### Requirement
Reproduce every entry exactly as shown.

───── Available records

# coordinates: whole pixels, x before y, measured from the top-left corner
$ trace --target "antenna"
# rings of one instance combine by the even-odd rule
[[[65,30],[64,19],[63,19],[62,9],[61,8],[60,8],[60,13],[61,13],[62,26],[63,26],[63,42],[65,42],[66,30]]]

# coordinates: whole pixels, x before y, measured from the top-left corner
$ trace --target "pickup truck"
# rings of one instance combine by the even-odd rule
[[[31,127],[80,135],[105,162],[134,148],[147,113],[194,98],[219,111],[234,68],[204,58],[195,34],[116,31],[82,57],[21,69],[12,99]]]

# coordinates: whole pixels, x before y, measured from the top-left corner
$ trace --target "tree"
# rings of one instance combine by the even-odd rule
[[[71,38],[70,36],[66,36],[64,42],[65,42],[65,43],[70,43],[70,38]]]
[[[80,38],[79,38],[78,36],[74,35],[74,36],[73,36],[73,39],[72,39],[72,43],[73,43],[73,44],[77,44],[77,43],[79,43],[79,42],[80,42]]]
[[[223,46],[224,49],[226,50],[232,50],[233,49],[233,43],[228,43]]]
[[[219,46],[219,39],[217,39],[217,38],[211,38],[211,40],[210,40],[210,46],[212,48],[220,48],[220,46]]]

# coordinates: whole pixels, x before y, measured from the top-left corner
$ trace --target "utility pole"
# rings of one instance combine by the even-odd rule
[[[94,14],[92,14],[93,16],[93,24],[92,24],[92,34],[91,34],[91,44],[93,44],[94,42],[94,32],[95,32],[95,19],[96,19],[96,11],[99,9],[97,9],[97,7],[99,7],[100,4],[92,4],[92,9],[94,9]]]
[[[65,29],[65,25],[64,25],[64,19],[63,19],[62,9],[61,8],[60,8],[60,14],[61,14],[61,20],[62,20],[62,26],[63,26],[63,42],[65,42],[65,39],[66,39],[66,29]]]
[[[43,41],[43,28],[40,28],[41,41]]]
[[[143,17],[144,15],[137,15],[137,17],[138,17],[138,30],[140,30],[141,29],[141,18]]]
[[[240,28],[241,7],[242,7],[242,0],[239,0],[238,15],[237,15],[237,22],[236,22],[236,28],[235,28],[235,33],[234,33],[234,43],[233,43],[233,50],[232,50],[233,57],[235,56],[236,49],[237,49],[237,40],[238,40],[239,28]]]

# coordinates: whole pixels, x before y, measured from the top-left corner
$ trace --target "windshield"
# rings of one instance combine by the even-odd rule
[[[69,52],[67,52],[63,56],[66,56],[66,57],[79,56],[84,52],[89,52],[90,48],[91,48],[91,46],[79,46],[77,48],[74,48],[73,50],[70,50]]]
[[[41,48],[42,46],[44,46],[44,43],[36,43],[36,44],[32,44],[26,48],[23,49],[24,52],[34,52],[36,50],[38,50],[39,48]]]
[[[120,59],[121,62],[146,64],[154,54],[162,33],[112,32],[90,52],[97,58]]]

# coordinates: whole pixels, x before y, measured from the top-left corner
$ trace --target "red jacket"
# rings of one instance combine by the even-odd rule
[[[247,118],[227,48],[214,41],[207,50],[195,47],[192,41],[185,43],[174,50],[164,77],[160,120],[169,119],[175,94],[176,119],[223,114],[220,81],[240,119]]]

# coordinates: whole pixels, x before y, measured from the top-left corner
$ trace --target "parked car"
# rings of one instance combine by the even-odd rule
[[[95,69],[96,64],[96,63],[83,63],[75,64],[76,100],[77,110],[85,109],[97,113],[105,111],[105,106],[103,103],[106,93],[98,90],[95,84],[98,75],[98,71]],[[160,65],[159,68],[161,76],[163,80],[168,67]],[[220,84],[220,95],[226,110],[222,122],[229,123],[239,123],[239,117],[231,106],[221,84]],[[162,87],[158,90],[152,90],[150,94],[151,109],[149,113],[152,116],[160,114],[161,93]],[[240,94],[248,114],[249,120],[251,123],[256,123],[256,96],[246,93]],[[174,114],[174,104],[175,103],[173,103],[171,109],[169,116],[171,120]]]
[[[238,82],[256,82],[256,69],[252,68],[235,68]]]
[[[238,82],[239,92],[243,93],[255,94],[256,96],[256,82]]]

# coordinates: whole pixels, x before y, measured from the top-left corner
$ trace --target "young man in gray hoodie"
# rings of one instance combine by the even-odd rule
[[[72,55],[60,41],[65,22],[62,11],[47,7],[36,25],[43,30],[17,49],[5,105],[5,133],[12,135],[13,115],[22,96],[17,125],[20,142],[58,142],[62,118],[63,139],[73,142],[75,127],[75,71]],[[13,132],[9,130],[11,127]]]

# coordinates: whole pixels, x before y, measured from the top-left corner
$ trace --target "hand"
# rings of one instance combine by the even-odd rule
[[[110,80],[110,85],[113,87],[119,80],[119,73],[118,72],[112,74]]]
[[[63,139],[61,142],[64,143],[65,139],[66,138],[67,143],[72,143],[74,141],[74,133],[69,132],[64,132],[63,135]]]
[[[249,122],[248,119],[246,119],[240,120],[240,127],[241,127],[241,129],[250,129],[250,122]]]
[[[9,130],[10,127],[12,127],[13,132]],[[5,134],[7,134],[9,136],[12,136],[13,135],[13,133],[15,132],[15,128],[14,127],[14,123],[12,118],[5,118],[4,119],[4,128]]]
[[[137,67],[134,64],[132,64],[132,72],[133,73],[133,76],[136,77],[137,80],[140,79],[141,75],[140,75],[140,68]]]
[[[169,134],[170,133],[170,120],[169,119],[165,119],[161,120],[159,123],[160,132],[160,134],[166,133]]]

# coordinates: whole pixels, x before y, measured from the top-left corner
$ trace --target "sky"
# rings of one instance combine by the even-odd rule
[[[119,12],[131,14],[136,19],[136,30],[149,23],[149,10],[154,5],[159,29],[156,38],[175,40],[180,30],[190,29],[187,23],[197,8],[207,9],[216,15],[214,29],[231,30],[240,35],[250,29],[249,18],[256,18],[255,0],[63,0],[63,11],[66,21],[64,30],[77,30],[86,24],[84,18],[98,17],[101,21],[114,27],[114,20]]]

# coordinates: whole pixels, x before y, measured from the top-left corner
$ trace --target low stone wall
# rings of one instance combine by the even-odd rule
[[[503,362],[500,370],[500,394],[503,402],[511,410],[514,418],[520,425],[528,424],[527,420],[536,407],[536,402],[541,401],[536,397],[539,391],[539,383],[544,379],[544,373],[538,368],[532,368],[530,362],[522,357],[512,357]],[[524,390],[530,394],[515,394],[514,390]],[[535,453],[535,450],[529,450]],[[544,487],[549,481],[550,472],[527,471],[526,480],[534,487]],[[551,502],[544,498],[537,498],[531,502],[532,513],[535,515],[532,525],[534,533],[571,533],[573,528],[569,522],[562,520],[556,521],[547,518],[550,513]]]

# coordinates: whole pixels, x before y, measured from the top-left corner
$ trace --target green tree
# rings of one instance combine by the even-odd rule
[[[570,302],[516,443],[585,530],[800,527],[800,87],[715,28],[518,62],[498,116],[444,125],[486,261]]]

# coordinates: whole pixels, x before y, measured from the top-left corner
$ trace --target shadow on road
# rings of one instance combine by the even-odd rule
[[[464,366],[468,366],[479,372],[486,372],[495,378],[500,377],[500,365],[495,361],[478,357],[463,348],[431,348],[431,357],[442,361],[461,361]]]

──────────

### Expected answer
# coordinates: whole pixels, x before y, measured from the top-left corner
$ trace --target "antenna"
# rings of one instance combine by the even-odd rule
[[[65,30],[64,19],[63,19],[62,9],[61,8],[60,8],[60,13],[61,13],[62,26],[63,26],[63,42],[65,42],[66,30]]]

# coordinates: whole pixels, x before y, measured from the top-left corner
$ trace --target "pickup truck"
# rings of one instance combine by the even-odd rule
[[[31,127],[80,135],[105,162],[134,148],[147,113],[194,98],[219,111],[234,68],[204,58],[195,34],[116,31],[82,57],[21,69],[12,99]]]

# coordinates: whole pixels, x before y, measured from the top-left corner
$ trace --target "tree"
# rings of one instance combine by the even-odd rule
[[[71,38],[70,36],[66,36],[64,42],[65,42],[65,43],[70,43],[70,38]]]
[[[80,38],[79,38],[78,36],[74,35],[74,36],[73,36],[73,39],[72,39],[72,43],[73,43],[73,44],[77,44],[77,43],[79,43],[79,42],[80,42]]]
[[[223,46],[224,49],[226,50],[232,50],[233,49],[233,43],[228,43]]]
[[[219,46],[219,39],[217,39],[217,38],[211,38],[211,40],[210,40],[210,46],[212,48],[220,48],[220,46]]]

# coordinates: whole pixels, x before y, measured from the top-left corner
$ trace --target "utility pole"
# rings of one instance combine by the even-odd rule
[[[94,14],[92,14],[93,16],[93,24],[92,24],[92,34],[91,34],[91,44],[93,44],[94,42],[94,32],[95,32],[95,19],[96,19],[96,11],[99,9],[97,9],[97,7],[99,7],[100,4],[92,4],[92,9],[94,9]]]
[[[65,29],[65,25],[64,25],[64,19],[63,19],[62,9],[61,8],[60,8],[60,14],[61,14],[61,20],[62,20],[62,26],[63,26],[63,42],[65,42],[65,39],[66,39],[66,29]]]
[[[43,41],[43,28],[40,28],[41,41]]]
[[[143,17],[144,15],[137,15],[137,17],[138,17],[138,30],[140,30],[141,29],[141,18]]]
[[[240,28],[241,7],[242,7],[242,0],[239,0],[238,15],[237,15],[237,22],[236,22],[236,28],[235,28],[235,33],[234,33],[234,43],[233,43],[233,50],[232,50],[233,57],[235,56],[236,49],[237,49],[237,40],[238,40],[239,28]]]

# coordinates: whole pixels, x before y, measured from the top-left corner
$ trace --target "windshield"
# rings of one instance combine by the even-odd rule
[[[69,52],[67,52],[63,56],[66,56],[66,57],[79,56],[84,52],[89,52],[90,48],[91,48],[91,46],[79,46],[77,48],[74,48],[73,50],[70,50]]]
[[[41,48],[42,46],[44,46],[44,43],[36,43],[36,44],[32,44],[26,48],[23,49],[24,52],[34,52],[36,50],[38,50],[39,48]]]
[[[120,59],[121,62],[146,64],[154,54],[162,33],[112,32],[90,52],[97,58]]]

# coordinates: whole pixels, x before y, measured from the top-left corner
$ trace --target "red jacket"
# rings of one instance combine by the even-odd rule
[[[247,118],[227,48],[214,41],[207,50],[195,47],[192,41],[185,43],[174,50],[164,77],[160,120],[169,119],[175,94],[176,119],[223,114],[220,81],[240,119]]]

# coordinates: whole pixels, x before y, measured from the top-left corner
$ trace --target "parked car"
# rings of one instance combine by the even-odd rule
[[[95,69],[96,64],[96,63],[83,63],[75,64],[76,100],[77,110],[85,109],[97,113],[105,111],[105,106],[103,103],[106,93],[98,90],[95,84],[98,75],[98,71]],[[160,65],[159,68],[161,76],[163,80],[168,67]],[[220,84],[220,95],[226,110],[222,122],[229,123],[239,123],[239,117],[231,106],[221,84]],[[162,87],[158,90],[152,90],[150,94],[151,109],[149,113],[152,116],[160,114],[161,93]],[[240,94],[248,114],[249,120],[251,123],[256,123],[256,96],[246,93]],[[174,114],[174,104],[175,103],[173,103],[171,109],[169,116],[171,120]]]
[[[238,82],[256,82],[256,69],[252,68],[235,68]]]
[[[238,82],[239,92],[243,93],[255,94],[256,96],[256,82]]]

# coordinates: whole pixels, x before y, measured from the top-left corner
$ trace --target "young man in gray hoodie"
# rings of one instance combine by the even-odd rule
[[[72,55],[60,41],[65,22],[62,11],[47,7],[36,25],[43,30],[17,49],[5,105],[5,133],[12,135],[13,115],[22,96],[17,125],[20,142],[58,142],[62,118],[63,139],[73,142],[75,127],[75,71]],[[13,132],[9,130],[11,127]]]

# coordinates: whole pixels, x before y, measured from the top-left corner
$ trace --target "hand"
# rings of one instance combine by the even-odd rule
[[[110,80],[110,85],[113,87],[119,80],[119,73],[118,72],[112,74]]]
[[[63,139],[61,142],[64,143],[65,139],[66,138],[67,143],[72,143],[74,141],[74,133],[69,132],[64,132],[63,135]]]
[[[249,122],[248,119],[246,119],[240,120],[240,127],[241,127],[241,129],[250,129],[250,122]]]
[[[9,130],[10,127],[12,127],[13,132]],[[5,134],[7,134],[9,136],[12,136],[13,135],[13,133],[15,132],[15,128],[14,127],[14,123],[12,118],[5,118],[4,119],[4,128]]]
[[[137,67],[134,64],[132,64],[132,72],[133,73],[133,76],[136,77],[137,80],[140,79],[141,75],[140,75],[140,68]]]
[[[169,134],[170,133],[170,120],[169,119],[165,119],[161,120],[159,123],[160,132],[160,134],[166,133]]]

# coordinates: whole pixels, x before y, measured from the top-left corner
$ trace --target "sky"
# rings of one instance combine by the even-odd rule
[[[119,12],[131,14],[136,19],[136,30],[149,23],[149,10],[154,5],[159,29],[156,38],[175,40],[180,30],[190,29],[187,23],[197,8],[207,9],[216,15],[214,29],[231,30],[240,35],[250,29],[249,18],[256,18],[255,0],[63,0],[63,11],[66,21],[64,30],[77,30],[86,24],[84,18],[98,17],[101,21],[114,27],[114,20]]]

# coordinates: whole pixels, x before y, measured from the top-left corner
$ trace --target low stone wall
# rings of one instance combine by the even-odd rule
[[[503,362],[500,370],[500,394],[503,402],[511,410],[514,418],[520,425],[528,424],[527,420],[536,407],[536,402],[541,401],[536,397],[539,391],[539,383],[544,379],[544,373],[538,368],[532,368],[530,362],[522,357],[512,357]],[[524,390],[530,394],[515,394],[514,390]],[[535,453],[535,450],[529,450]],[[544,487],[549,481],[550,472],[527,471],[526,480],[534,487]],[[551,502],[544,498],[537,498],[531,502],[532,513],[535,515],[532,525],[534,533],[571,533],[573,528],[569,522],[562,520],[556,521],[547,518],[550,513]]]

# coordinates: whole pixels, x before y, measured from the top-left corner
$ trace --target green tree
# rings of one instance combine by the even-odd rule
[[[570,302],[516,443],[585,530],[800,527],[800,87],[715,28],[518,62],[498,116],[444,125],[486,261]]]

# coordinates: whole pixels, x before y, measured from the top-left corner
$ trace --target shadow on road
# rings of one instance combine by the even-odd rule
[[[464,366],[468,366],[479,372],[486,372],[495,378],[500,377],[500,365],[495,361],[478,357],[463,348],[431,348],[431,357],[442,361],[461,361]]]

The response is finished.